→ Exercise prompt
Reproduce only the lines of the material below that start at the line containing "Guideline: if the rippled" and stop at the line containing "Guideline: if the pine". Keep both end lines.

→ The input
========================================
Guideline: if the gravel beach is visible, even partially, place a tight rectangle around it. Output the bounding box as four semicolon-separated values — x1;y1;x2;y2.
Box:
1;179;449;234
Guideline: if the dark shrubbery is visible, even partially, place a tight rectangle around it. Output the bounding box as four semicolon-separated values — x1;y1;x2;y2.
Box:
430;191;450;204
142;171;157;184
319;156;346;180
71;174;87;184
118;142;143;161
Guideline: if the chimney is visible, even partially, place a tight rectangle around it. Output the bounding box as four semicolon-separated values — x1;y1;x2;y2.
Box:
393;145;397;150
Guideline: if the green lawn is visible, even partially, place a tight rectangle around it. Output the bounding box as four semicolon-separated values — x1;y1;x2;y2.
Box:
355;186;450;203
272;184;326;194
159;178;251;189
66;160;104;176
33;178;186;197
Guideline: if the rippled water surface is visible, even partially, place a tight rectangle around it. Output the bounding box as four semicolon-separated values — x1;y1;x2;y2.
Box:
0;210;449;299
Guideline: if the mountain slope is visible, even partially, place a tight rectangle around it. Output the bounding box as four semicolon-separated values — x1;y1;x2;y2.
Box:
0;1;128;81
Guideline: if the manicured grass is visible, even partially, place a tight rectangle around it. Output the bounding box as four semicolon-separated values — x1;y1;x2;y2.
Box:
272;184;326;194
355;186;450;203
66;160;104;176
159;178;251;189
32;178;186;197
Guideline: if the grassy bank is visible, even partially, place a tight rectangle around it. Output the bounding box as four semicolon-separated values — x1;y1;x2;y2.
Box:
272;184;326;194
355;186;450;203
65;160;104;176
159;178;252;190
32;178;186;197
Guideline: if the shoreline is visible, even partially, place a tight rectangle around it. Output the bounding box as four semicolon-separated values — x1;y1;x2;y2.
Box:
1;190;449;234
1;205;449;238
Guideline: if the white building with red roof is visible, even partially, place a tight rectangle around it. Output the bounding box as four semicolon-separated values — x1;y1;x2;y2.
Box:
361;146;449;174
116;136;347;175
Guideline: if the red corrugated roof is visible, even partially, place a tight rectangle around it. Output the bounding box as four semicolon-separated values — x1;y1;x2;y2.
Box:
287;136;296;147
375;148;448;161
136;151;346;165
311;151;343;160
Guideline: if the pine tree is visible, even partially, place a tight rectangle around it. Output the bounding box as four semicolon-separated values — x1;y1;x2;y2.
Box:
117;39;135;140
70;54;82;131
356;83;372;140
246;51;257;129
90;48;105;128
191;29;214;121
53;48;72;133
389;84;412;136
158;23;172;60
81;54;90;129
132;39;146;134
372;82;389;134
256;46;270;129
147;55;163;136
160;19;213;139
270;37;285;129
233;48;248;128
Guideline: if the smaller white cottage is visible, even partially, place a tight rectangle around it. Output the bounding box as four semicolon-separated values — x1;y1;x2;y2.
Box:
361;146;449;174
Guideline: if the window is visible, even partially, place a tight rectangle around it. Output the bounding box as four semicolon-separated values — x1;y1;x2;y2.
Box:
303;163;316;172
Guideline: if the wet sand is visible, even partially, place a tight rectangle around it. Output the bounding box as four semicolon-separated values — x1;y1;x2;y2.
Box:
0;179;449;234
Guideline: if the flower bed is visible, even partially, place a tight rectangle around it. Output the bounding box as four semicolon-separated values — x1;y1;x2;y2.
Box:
========================================
→ Response area
Guideline: if the rippled water surface is visible, even partially, place a tight rectangle around it. Output the bounding box as four semicolon-separated values — x1;y1;x2;y2.
Box:
0;210;449;299
Guideline: if the mountain slope is visible, even partially, place a tight rectangle around it. Output the bounding box as four semicolon-separated values — x1;y1;x2;y2.
Box:
0;1;128;81
Guideline: if the manicured grass is visible, even partially, place a tight rectangle around it. Output the bounding box as four semicolon-separated values — x1;y1;x2;y2.
Box:
272;184;326;194
355;186;450;203
66;160;104;176
159;178;251;189
32;178;186;197
Guideline: if the grassy bank is visible, even partially, place a tight rectangle around it. Output the bounding box as four semicolon-separated values — x1;y1;x2;y2.
Box:
272;184;326;194
355;186;450;203
65;160;104;176
159;178;252;190
32;178;186;197
Guideline: if the shoreline is visible, even partially, place a tight rectangle around it. Output the bounding box as four semicolon-separated values — x1;y1;x2;y2.
Box:
1;190;449;234
1;205;449;238
Guideline: if the white building with red roof is visible, even partially, place a tight rectangle around it. Output the bounding box as four semicolon-separated values — x1;y1;x2;y2.
Box:
361;146;449;174
116;136;347;175
Guideline: if the red corrugated roof is visible, even partially, place a tight rectangle around it. Output the bounding box as four semicolon-separated values — x1;y1;x2;y2.
Box:
287;136;296;147
375;148;448;161
136;151;346;165
311;151;343;160
Guideline: if the pine tree is visible, even partially, place a tight rectangle around it. Output the bounding box as four semicolon-separated values — x1;y1;x2;y2.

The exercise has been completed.